Start PAGE TEXT

FC8 – Faster 68K Decompression
Data compression is fun! I’ve written a new compression scheme that’s designed to be as fast as possible to decompress on a 68K CPU, while still maintaining a decent compression density. I’m calling it FC8, and you can get the generic C implementation and optimized 68K decompressor from the project’s Github repository. I’ve probably reinvented the wheel with this, and in a non-optimal way too, but once I started I found that I couldn’t stop. My intended platform for FC8 is 68020 and 68030-based vintage Macintosh computers, but it should be easily portable to other classic computers, microcontrollers, and similar minimal systems.
The main loop of the 68K decompressor is exactly 256 bytes, so it fits entirely within the instruction cache of the 68020/030. Decompression speed on a 68030 is about 25% as fast as an optimized memcpy of uncompressed data, which is essentially an unrolled loop of 4-byte move.l instructions with no computation involved. Compared to that, I think 25% is pretty good, but I can always hope for more. 🙂
In the previous post, I described how I was using compression to squeeze a larger rom-disk image into a custom replacement Macintosh ROM that I’m designing. I began with a compression algorithm called LZG, written by Marcus Geelnard. It worked well, but the 68K decompression seemed disappointingly slow. I tried to contact the author to discuss it, but couldn’t find any email address or other contact info, so I eventually drifted towards creating my own compression method loosely based on LZG. This became FC8. On a 68030 CPU, FC8 compresses data equally as tightly as LZG and decompresses 1.5x to 2x faster. FC8 retains much of the compression acceleration code from LZG, as well as the idea of quantizing lengths, but the encoding and decompressor are new.
The algorithm is based on the classic LZ77 compression scheme, with a 128K sliding history window and with duplicated data replaced by (distance,length) backref markers pointing to previous instances of the same data. No extra RAM is required during decompression, aside from the input and output buffers. The compressed data is a series of tokens in this format:
- LIT = 00aaaaaa = next aaaaaa+1 bytes are literals
- BR0 = 01baaaaa = backref to offset aaaaa, length b+3
- EOF = 01×00000 = end of file
- BR1 = 10bbbaaa’aaaaaaaa = backref to offset aaa’aaaaaaaa, length bbb+3
- BR2 = 11bbbbba’aaaaaaaa’aaaaaaaa = backref to offset a’aaaaaaaa’aaaaaaaa, length lookup_table[bbbbb]
The encoding may look slightly strange, such as only a single bit for the backref length in BR0, but this produced the best results in my testing with sample data. The length lookup table enables encoding of backrefs up to 256 bytes in length using only 5 bits, though some longer lengths can’t be encoded directly. These are encoded as two successive backrefs, each with a smaller length.
The biggest conceptual changes vs LZG were the introductions of the LIT and EOF tokens. EOF eliminates the need to check the input pointer after decoding each token to determine if decompression is complete, and speeds things up slightly. LIT enables a whole block of literals to be quickly copied to the output buffer, instead of checking each one to see if it’s a backref token. This speeds things up substantially, but also swells the size of the data. In the worst case, a single literal would encode as 1 byte in LZG but 2 bytes in FC8, making it twice as expensive! All the other changes were needed to cancel out the compression bloat introduced by the LIT token, with the end result that FC8 compresses equally as compactly as LZG. Both compressed my sample data to about 63% of original size.

End PAGE TEXT
Start DATASET ROWS

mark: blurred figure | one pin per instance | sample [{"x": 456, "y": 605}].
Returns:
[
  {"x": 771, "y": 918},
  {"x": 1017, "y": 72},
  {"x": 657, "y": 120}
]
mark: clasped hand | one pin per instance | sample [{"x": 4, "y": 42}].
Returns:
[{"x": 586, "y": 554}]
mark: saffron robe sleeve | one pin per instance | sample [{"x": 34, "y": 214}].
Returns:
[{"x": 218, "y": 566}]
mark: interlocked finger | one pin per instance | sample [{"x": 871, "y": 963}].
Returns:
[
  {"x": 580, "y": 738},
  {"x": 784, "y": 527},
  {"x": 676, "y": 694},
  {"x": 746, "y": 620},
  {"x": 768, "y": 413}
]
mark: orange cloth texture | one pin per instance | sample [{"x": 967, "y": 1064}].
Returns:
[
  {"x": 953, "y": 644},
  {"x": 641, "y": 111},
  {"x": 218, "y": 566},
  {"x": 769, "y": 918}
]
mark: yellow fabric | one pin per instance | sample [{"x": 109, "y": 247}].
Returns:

End DATASET ROWS

▶ TO DO
A - Print the stretch of the FC8 page from "FC8 – Faster" through "similar minimal systems.".
B - According to the FC8 page, to roughly what share of their original size did both FC8 and LZG compress the sample data?
Rely only on the FC8 page to answer, not on the items.

▶ FINAL RESULTS
A -
FC8 – Faster 68K Decompression
Data compression is fun! I’ve written a new compression scheme that’s designed to be as fast as possible to decompress on a 68K CPU, while still maintaining a decent compression density. I’m calling it FC8, and you can get the generic C implementation and optimized 68K decompressor from the project’s Github repository. I’ve probably reinvented the wheel with this, and in a non-optimal way too, but once I started I found that I couldn’t stop. My intended platform for FC8 is 68020 and 68030-based vintage Macintosh computers, but it should be easily portable to other classic computers, microcontrollers, and similar minimal systems.

B - About 63% of the original size.